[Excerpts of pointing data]
· · ·
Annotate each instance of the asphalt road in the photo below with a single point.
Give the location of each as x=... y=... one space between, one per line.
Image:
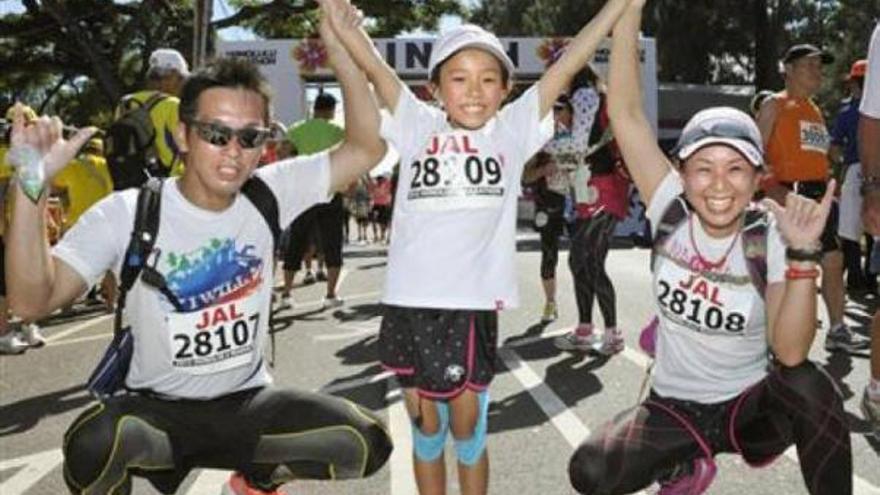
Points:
x=544 y=402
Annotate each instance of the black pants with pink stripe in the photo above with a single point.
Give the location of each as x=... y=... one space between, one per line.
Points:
x=792 y=405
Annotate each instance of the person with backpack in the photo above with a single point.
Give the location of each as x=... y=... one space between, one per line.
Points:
x=198 y=392
x=731 y=373
x=140 y=143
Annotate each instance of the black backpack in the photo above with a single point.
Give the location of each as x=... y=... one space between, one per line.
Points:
x=129 y=144
x=108 y=377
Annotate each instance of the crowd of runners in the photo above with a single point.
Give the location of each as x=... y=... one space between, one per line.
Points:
x=746 y=218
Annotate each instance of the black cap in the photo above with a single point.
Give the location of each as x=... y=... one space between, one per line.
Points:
x=806 y=50
x=325 y=101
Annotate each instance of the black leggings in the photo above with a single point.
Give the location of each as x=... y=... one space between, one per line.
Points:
x=270 y=435
x=796 y=405
x=550 y=245
x=586 y=259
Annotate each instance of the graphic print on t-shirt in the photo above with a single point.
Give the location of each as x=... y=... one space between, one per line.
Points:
x=456 y=170
x=218 y=287
x=814 y=136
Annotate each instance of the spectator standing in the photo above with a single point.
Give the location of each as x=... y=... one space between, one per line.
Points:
x=844 y=140
x=869 y=152
x=311 y=136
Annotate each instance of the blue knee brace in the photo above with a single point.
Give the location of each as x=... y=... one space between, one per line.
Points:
x=429 y=447
x=471 y=449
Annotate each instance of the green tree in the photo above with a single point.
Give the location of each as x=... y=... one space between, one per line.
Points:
x=76 y=58
x=709 y=41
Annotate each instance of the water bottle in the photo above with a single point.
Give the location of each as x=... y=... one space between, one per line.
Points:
x=31 y=173
x=874 y=265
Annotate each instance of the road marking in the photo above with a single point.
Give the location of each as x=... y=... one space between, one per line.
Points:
x=359 y=382
x=320 y=302
x=80 y=340
x=355 y=330
x=403 y=480
x=78 y=328
x=570 y=427
x=34 y=467
x=209 y=482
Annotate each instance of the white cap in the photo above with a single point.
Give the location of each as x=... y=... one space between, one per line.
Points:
x=168 y=58
x=721 y=125
x=467 y=36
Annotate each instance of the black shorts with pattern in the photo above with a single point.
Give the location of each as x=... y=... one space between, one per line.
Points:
x=441 y=352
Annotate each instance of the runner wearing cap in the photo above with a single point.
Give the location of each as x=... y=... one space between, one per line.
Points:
x=451 y=260
x=714 y=388
x=845 y=149
x=869 y=152
x=758 y=100
x=601 y=196
x=549 y=177
x=797 y=142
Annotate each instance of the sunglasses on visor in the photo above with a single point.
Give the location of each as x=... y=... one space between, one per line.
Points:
x=718 y=128
x=220 y=135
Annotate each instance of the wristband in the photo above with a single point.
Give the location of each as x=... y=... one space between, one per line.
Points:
x=795 y=274
x=814 y=255
x=30 y=173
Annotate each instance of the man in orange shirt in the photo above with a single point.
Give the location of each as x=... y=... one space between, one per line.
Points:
x=796 y=142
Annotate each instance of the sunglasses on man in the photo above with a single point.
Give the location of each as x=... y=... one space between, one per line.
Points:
x=220 y=135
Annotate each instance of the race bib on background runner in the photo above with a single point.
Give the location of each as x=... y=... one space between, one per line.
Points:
x=457 y=170
x=215 y=339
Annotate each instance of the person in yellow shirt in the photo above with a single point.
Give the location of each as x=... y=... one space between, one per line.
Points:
x=166 y=73
x=83 y=182
x=796 y=142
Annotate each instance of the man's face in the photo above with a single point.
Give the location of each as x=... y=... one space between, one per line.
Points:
x=806 y=73
x=219 y=161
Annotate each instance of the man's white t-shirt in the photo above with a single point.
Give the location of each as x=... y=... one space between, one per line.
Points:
x=454 y=221
x=870 y=105
x=712 y=340
x=219 y=265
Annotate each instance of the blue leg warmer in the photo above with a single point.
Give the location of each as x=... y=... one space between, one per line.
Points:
x=470 y=450
x=429 y=448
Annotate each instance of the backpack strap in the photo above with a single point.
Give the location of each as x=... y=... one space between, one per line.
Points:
x=143 y=238
x=676 y=213
x=754 y=239
x=258 y=192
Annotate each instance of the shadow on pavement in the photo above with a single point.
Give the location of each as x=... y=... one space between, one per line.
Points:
x=370 y=395
x=571 y=379
x=24 y=415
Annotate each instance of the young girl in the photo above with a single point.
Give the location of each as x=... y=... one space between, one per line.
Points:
x=451 y=260
x=548 y=176
x=715 y=387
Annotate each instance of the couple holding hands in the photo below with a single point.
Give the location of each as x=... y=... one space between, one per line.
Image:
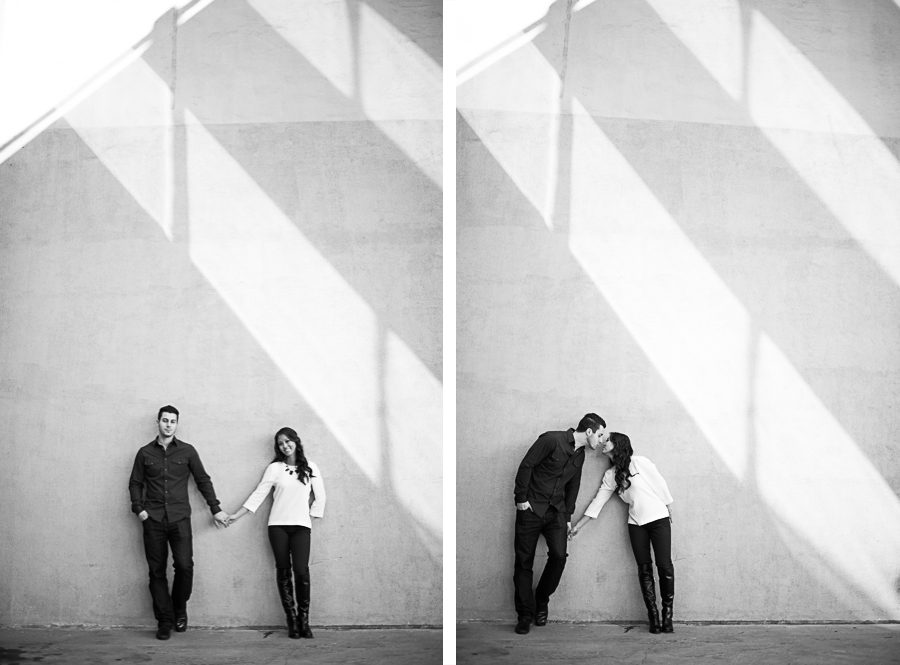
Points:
x=546 y=488
x=159 y=497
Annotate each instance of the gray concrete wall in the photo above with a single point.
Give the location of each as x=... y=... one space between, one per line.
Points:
x=684 y=216
x=241 y=217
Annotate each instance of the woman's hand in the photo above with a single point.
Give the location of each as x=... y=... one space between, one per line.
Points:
x=574 y=530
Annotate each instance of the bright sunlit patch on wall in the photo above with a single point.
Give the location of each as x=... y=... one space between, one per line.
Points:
x=322 y=335
x=827 y=142
x=132 y=115
x=517 y=120
x=413 y=413
x=693 y=330
x=713 y=32
x=324 y=35
x=822 y=488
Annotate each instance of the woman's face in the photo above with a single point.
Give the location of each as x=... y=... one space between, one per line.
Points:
x=285 y=445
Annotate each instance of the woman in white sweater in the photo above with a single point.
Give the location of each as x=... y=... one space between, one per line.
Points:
x=299 y=496
x=639 y=484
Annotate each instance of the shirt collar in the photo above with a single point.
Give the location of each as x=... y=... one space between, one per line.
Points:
x=570 y=440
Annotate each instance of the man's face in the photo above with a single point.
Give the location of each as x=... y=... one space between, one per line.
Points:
x=285 y=445
x=595 y=439
x=607 y=445
x=168 y=423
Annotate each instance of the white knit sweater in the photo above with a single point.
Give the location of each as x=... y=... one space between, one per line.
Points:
x=291 y=505
x=647 y=497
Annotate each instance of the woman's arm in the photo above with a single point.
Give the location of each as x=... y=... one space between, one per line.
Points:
x=231 y=519
x=317 y=509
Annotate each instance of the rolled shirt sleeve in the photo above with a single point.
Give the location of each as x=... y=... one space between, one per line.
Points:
x=262 y=489
x=539 y=450
x=136 y=485
x=658 y=483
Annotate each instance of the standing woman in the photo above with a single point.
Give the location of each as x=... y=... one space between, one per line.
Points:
x=299 y=496
x=638 y=483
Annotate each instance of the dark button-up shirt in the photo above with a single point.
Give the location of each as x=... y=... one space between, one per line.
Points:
x=159 y=480
x=550 y=473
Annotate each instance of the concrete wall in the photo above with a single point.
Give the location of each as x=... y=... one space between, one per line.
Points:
x=684 y=216
x=240 y=216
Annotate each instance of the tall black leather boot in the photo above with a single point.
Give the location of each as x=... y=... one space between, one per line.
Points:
x=286 y=593
x=667 y=595
x=302 y=582
x=648 y=591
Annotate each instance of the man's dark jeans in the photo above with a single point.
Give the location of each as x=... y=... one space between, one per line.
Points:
x=158 y=537
x=529 y=527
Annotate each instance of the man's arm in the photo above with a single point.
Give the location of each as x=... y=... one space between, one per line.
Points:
x=204 y=484
x=535 y=455
x=136 y=486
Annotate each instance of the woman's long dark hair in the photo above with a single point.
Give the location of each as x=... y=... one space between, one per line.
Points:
x=621 y=459
x=304 y=472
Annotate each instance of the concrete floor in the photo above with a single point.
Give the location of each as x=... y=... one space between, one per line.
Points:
x=690 y=644
x=70 y=646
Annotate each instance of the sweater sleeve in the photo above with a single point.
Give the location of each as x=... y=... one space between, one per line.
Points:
x=262 y=490
x=317 y=509
x=604 y=493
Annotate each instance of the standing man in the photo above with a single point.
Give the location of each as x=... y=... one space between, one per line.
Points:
x=546 y=488
x=159 y=497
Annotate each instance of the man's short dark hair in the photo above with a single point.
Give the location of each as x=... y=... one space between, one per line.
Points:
x=590 y=421
x=167 y=409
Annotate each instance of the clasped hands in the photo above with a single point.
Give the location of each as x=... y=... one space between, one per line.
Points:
x=224 y=519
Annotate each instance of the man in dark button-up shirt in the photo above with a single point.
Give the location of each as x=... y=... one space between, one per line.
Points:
x=159 y=497
x=546 y=487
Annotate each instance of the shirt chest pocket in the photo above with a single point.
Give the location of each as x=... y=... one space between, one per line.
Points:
x=152 y=466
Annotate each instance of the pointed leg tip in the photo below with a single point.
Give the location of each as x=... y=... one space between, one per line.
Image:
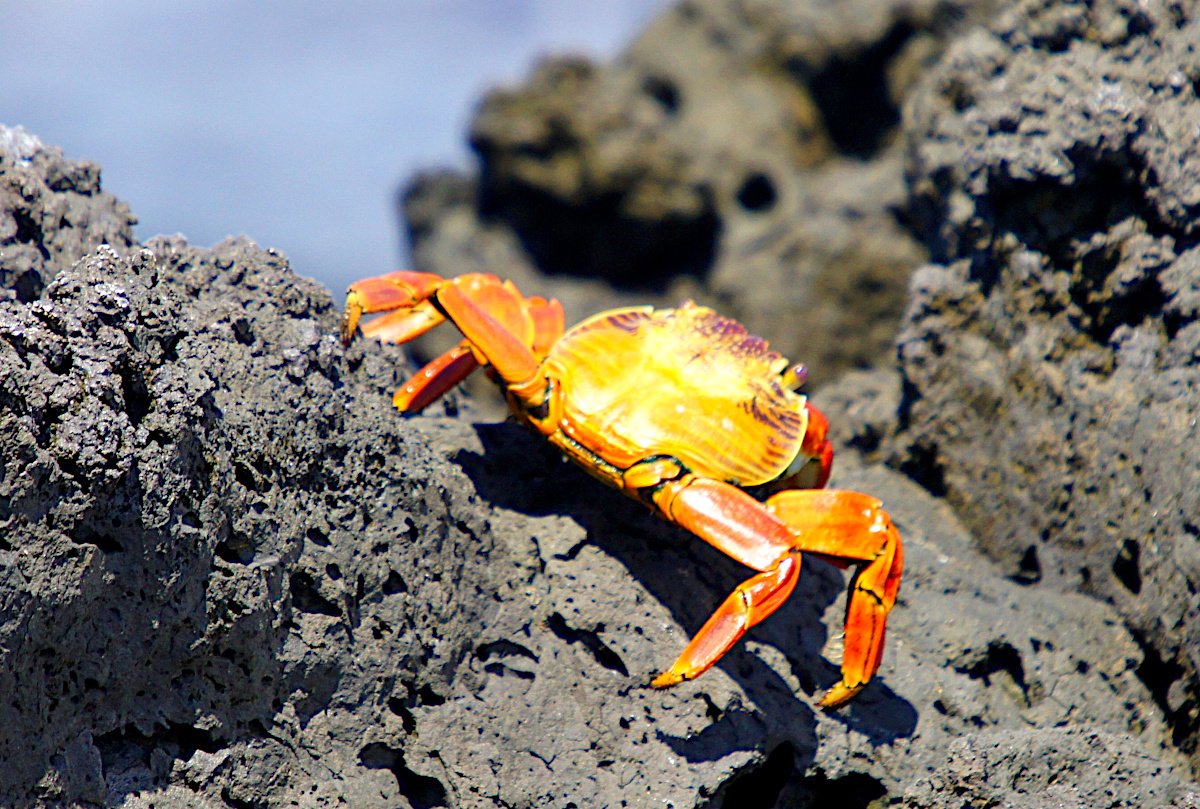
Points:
x=667 y=678
x=839 y=695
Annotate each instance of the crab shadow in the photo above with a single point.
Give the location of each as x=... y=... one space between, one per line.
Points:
x=520 y=472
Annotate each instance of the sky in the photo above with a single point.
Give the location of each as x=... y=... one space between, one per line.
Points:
x=292 y=121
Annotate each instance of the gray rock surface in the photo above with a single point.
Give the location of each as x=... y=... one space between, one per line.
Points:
x=234 y=576
x=1048 y=360
x=739 y=153
x=52 y=213
x=231 y=575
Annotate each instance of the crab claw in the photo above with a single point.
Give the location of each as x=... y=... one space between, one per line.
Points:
x=503 y=328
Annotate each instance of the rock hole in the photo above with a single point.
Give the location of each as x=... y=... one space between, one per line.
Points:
x=306 y=597
x=1126 y=567
x=137 y=397
x=760 y=787
x=757 y=193
x=89 y=535
x=1029 y=569
x=503 y=648
x=664 y=91
x=591 y=641
x=853 y=95
x=406 y=717
x=394 y=585
x=239 y=803
x=426 y=695
x=244 y=475
x=237 y=550
x=851 y=791
x=29 y=286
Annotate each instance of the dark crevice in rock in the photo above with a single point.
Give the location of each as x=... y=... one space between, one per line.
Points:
x=591 y=641
x=850 y=791
x=421 y=791
x=307 y=598
x=760 y=787
x=1126 y=567
x=853 y=96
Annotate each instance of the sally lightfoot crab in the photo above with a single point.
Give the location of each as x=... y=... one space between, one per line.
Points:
x=682 y=409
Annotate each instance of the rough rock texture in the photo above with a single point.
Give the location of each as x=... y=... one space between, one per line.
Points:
x=1049 y=383
x=232 y=576
x=742 y=153
x=52 y=213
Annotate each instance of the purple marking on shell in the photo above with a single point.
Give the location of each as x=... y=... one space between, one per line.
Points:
x=627 y=322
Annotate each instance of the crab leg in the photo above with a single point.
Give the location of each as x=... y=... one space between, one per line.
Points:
x=738 y=525
x=492 y=342
x=436 y=378
x=847 y=527
x=383 y=293
x=850 y=528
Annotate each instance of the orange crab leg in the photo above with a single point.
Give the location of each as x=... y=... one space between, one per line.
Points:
x=383 y=293
x=402 y=325
x=436 y=378
x=499 y=347
x=738 y=525
x=849 y=527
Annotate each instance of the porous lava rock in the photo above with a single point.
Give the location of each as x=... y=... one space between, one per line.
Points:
x=1048 y=363
x=232 y=575
x=739 y=153
x=52 y=213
· · ·
(Task description): Revise the lines starting at the one containing "Annotate each instance of the white cap" and ending at the one containing "x=441 y=352", changing "black shorts with pattern" to "patterned black shorts" and leaving everything else as it is.

(Response):
Annotate each instance of the white cap in the photo above with a single point.
Give the location of each as x=... y=... one space between, one per line.
Points:
x=168 y=58
x=721 y=125
x=467 y=36
Annotate each instance of the patterned black shorts in the photo above with a single point.
Give the location of each as x=... y=... one space between, one per line.
Points:
x=441 y=352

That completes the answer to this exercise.